INSTRUCTIONS FOR THE TASK
Repeat exactly the lines that run from the one containing "Tag the grass" to the end of the data, and leave out all others.

(A run of records)
↓

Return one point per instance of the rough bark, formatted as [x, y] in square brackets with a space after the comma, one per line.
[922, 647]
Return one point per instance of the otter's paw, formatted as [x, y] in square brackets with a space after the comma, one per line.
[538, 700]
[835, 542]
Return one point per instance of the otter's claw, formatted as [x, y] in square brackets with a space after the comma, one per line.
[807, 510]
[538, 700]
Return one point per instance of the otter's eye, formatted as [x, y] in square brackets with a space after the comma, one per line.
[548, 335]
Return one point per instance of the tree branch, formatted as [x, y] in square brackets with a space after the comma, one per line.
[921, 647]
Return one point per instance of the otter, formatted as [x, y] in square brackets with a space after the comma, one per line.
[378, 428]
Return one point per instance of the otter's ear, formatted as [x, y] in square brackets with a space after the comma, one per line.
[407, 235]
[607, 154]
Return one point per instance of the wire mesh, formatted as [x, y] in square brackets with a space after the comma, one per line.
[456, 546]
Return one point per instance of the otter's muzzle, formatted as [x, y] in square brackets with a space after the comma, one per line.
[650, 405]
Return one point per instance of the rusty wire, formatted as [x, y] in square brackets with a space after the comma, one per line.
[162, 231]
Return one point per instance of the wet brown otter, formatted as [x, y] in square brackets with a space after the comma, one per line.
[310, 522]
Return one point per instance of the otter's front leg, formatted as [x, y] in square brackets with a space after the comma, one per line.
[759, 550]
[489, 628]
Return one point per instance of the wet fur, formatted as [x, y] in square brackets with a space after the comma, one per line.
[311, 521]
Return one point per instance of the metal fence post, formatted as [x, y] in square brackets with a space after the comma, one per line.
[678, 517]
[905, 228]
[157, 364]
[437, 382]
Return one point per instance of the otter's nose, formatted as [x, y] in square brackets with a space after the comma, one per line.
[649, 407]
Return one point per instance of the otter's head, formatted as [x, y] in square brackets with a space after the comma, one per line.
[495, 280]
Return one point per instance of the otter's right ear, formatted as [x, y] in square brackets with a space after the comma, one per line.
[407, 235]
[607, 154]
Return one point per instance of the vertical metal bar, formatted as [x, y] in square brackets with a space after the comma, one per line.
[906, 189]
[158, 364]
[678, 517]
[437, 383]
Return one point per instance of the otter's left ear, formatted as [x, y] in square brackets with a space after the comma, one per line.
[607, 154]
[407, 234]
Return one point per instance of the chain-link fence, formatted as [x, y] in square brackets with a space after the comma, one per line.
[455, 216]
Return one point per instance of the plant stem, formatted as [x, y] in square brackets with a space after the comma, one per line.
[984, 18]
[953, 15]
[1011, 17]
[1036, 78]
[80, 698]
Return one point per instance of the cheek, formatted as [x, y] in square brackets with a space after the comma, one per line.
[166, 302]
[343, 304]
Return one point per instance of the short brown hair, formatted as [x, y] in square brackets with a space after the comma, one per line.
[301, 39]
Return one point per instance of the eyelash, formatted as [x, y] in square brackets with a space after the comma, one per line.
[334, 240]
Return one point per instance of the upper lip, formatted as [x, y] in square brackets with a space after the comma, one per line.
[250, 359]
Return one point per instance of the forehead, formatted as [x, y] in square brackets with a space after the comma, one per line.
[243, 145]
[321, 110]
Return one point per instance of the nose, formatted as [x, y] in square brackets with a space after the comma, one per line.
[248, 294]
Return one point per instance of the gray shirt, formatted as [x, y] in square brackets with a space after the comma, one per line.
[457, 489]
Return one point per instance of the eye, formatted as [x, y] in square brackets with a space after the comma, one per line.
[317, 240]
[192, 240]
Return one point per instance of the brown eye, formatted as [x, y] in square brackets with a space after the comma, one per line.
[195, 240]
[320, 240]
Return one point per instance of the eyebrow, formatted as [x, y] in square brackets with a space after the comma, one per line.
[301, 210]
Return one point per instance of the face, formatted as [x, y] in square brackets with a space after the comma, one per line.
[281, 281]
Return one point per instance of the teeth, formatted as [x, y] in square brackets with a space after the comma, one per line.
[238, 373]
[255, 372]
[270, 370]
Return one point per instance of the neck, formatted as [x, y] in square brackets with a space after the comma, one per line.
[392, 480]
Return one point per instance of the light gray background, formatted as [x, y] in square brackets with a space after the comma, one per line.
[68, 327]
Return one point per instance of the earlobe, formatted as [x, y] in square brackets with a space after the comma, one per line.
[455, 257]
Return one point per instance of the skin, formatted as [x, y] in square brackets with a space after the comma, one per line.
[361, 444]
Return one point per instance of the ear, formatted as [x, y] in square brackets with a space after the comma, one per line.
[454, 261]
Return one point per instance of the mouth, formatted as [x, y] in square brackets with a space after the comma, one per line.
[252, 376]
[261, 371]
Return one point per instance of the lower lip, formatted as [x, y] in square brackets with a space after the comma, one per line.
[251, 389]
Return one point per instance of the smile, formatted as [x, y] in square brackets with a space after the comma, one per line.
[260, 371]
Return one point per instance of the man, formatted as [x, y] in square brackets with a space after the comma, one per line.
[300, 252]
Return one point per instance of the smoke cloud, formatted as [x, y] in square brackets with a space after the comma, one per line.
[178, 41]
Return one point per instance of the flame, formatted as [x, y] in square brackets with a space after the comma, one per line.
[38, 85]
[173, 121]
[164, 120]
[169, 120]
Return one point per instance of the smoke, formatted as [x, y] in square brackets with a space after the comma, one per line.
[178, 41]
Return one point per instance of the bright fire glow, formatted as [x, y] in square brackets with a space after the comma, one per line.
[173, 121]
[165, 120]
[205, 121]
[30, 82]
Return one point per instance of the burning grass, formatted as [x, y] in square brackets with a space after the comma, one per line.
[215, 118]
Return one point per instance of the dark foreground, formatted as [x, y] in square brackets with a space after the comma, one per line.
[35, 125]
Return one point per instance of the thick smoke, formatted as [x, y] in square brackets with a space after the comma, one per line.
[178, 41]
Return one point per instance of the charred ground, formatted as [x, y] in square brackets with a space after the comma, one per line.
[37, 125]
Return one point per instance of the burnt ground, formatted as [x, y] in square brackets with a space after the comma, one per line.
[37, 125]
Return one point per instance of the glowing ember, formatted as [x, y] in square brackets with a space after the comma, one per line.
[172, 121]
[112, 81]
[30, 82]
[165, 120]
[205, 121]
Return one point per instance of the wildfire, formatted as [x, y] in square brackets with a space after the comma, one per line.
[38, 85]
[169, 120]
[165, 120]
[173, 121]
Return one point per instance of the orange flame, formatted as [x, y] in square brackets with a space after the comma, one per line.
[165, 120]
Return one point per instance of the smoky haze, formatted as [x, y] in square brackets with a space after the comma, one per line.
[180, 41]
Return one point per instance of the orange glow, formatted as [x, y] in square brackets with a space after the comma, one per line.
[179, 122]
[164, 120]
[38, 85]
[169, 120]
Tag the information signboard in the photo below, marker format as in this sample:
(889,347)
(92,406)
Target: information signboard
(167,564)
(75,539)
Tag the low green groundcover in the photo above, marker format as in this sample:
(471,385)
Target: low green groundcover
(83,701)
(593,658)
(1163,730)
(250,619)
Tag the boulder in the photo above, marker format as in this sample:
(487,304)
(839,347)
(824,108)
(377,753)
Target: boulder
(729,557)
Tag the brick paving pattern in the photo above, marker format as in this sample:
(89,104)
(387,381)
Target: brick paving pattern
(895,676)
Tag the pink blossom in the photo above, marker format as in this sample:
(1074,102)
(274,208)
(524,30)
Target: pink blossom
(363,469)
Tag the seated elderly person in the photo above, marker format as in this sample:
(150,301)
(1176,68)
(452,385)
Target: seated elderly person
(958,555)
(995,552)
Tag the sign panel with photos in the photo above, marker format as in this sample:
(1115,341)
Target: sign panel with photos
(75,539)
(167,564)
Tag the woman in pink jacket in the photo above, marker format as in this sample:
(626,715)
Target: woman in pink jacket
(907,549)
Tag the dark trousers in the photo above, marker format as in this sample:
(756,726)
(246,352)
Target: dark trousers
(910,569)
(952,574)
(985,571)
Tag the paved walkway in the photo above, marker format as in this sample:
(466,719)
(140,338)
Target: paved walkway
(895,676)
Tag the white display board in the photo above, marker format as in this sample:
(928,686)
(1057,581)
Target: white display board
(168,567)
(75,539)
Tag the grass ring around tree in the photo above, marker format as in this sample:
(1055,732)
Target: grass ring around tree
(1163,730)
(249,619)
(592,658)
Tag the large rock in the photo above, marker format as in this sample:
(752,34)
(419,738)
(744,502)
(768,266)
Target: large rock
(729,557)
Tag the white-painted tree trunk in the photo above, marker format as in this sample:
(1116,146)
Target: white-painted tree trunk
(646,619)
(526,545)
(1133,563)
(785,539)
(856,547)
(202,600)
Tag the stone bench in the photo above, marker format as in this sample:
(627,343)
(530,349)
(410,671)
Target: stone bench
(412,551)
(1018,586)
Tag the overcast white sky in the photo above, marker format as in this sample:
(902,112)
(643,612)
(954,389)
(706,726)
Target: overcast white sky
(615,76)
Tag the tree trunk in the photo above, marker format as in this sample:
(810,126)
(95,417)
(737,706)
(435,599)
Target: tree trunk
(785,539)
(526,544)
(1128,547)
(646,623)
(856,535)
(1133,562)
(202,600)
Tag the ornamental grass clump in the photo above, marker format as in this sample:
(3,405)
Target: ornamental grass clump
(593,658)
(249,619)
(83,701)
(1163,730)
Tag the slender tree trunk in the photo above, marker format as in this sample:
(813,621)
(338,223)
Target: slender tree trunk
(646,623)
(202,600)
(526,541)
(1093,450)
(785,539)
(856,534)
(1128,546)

↑

ANSWER TO THE EXERCISE
Tag the grass ring around tree in the photo above, marker format as in this sample:
(1055,732)
Target: grass ring around tree
(1163,730)
(249,619)
(592,658)
Tag the large rock in the photo above, marker format as in this sample:
(752,34)
(419,738)
(744,502)
(768,266)
Target: large rock
(729,557)
Tag the white-painted tree trunk in the photo above, marker format as in this sample:
(1116,146)
Target: white-painted tree trunk
(646,619)
(526,545)
(1133,563)
(785,539)
(856,547)
(202,600)
Tag the stone bench in the photo above, marker format as in this sample:
(627,343)
(530,349)
(410,671)
Target: stone bench
(412,551)
(1018,586)
Tag the overcast white sky in the photo above, marker format as in this sample:
(902,112)
(643,612)
(954,389)
(706,726)
Target: overcast white sky
(615,76)
Tag the tree trunk in the photo above, marker format as in this sample:
(810,126)
(95,417)
(737,706)
(435,599)
Target: tree trunk
(785,539)
(526,544)
(1128,547)
(646,623)
(856,535)
(1133,562)
(202,600)
Tag the ornamental grass clump in the photo above, marker format as in this sample:
(3,405)
Target: ornamental grass clump
(593,658)
(249,619)
(83,701)
(1163,730)
Tag the slender tree trunk in the photo above, marker format as in this sample:
(813,621)
(338,223)
Target: slender tree trunk
(646,623)
(202,600)
(526,541)
(1093,450)
(785,539)
(856,534)
(1128,546)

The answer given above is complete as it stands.